Tugas Wajib
**A)** Mengapa artikel tentang tuntutan kaum buruh menyebut masuknya tenaga kerja asing sebagai contoh pelanggaran? Jawab dalam satu sampai tiga kalimat.
**B)** Teruskan artikel tentang tuntutan kaum buruh, mulai setelah kalimat terakhirnya.

Kutipan Pilihan
--------

Kaum Buruh Terus Bergerak, Mencari Keadilan
Oleh: Suro Kunto (praktisi perburuhan)
Di tengah implementasi turn key project sebagai dampak investasi dari Cina ke Indonesia, yang menurut sebagian pengamat di lapangan diduga melanggar peraturan yg tertulis di undang-undang ketenagakerjaan. Contoh pelanggaran misalnya tenaga kerja asing yang masuk adalah tenaga kerja yang unskill alias buruh kasar. Yang sesungguhnya pekerjaan tersebut bisa dilakukan oleh tenaga kerja lokal Indonesia. Termasuk keluarnya Peraturan Pemerintah (PP) Nomor 78/2015 tentang Pengupahan. PP ini telah ditandatangani Presiden Jokowi pada 23 Oktober 2017.
Selain itu, tuntutan upah layak, jaminan lapangan kerja yang memadai dan dihapuskannya sistem alih daya atau outsourcing tampaknya menjadi isu yang rutin diangkat oleh kaum buruh. Kekecewaan terhadap kondisi yang dihadapi buruh makin meningkat, diantaranya menyoal pemberangusan terhadap suara kritis serikat buruh yang semakin meluas, buruh banyak yang di-PHK dan dirumahkan, membanjirnya tenaga asing karena kemudahan masuknya tenaga kerja asing, merajalelanya korupsi.
Kesejahteraan hidup, sebuah tuntutan yang layak dan sederhana, tapi tak mendapat perhatian serius dari orang yang semestinya memperhatikannya, baik pemerintah maupun DPR, tak mampu melahirkan UU yang bisa mengatur agar penghasilan buruh bisa untuk hidup layak.
Terkait tindakan out sourcing, yang didalam UU Tenaga Kerja kita diperhalus kalimatnya menjadi perjanjian kerja waktu tak tertentu, sebuah kalimat problematic dari Undang-undang itu diterbitkan tahun 2003, di zaman Megawati, dan Menteri Numawea, yang mengaku pro-rakyat kecil.
Pengaturan upah hanya ditetapkan dengan peraturan pemerintah dengan istilah upah minimum, dulu disebut Upah Minimum regional, kemudian diganti dengan upah minimum provinsi, mungkin esok lusa entah upah minimum apa lagi, sesuai dengan namanya upan minimum maka yang diterima buruh sudah dapat dipastikan sangat minim.

--------

Materi yang Ditampilkan

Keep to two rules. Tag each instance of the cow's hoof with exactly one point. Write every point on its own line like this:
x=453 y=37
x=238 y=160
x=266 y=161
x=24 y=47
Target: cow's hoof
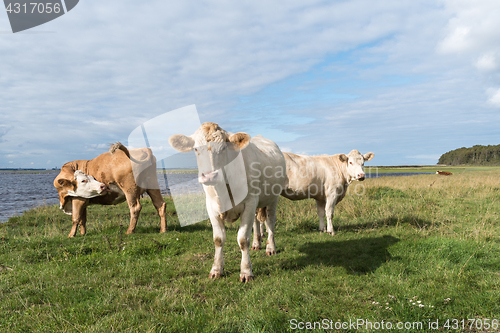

--------

Jawaban Latihan
**A)** Tenaga kerja asing yang masuk adalah tenaga kerja unskill alias buruh kasar. Pekerjaan itu sebenarnya bisa dilakukan oleh tenaga kerja lokal Indonesia.

**B)**
Hari ini dan esok, eksploitasi yang dilakukan oleh para pemilik perusahaan terhadap kaum buruh harus dilawan. Kaum kapitalis pun terpaksa melakukan sejumlah revisi terhadap ide kebebasan kepemilikan dan kebebasan bekerja, dan tidak lagi menjadikan living cost terendah sebagai standar dalam penentuan gaji buruh. Maka, kontrak kerja pun akhirnya diikuti dengan sejumlah prinsip dan ketentuan yang bertujuan untuk melindungi buruh, memberikan hak kepada mereka yang sebelumnya tidak mereka dapatkan. Seperti kebebasan berserikat, hak membentuk serikat pekerja, hak mogok, pemberian dana pensiun, penghargaan dan sejumlah kompensasi lainnya. Mereka juga diberi hak upah tambahan, libur mingguan, jaminan berobat, dan sebagainya.
Soal upah ini seharusnya Pemerintah bersama DPR bisa membuat aturan perundang-undangan yang menjamin hidup dan kesejahteraan kaum buruh, dengan menetapkan ring pengupahan. Buruh, tenaga kerja atau apapun sebutannya, bukanlah sesuatu yang penting, hal yang menjadi tuntutan mereka sepanjang waktu adalah peningkatan kesejahteraan hidup, dan itu pulalah yang mereka perjuangkan di setiap ada kesempatan.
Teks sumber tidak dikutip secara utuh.